• **DATA FOR THE TASK**:
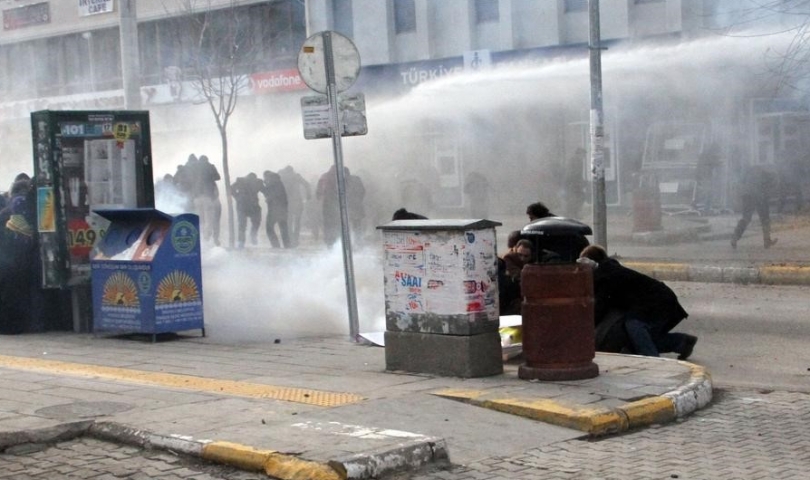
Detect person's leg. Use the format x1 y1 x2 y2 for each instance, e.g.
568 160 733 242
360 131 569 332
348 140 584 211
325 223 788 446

• **GIVEN EXERCISE**:
Locate every line in the listing above that contains the string "person", matching case exactly, and copy each of those lines.

• **EXERCISE RESULT**:
Detect person's leg. Use the format x1 y1 x2 y2 for each instance, e.g.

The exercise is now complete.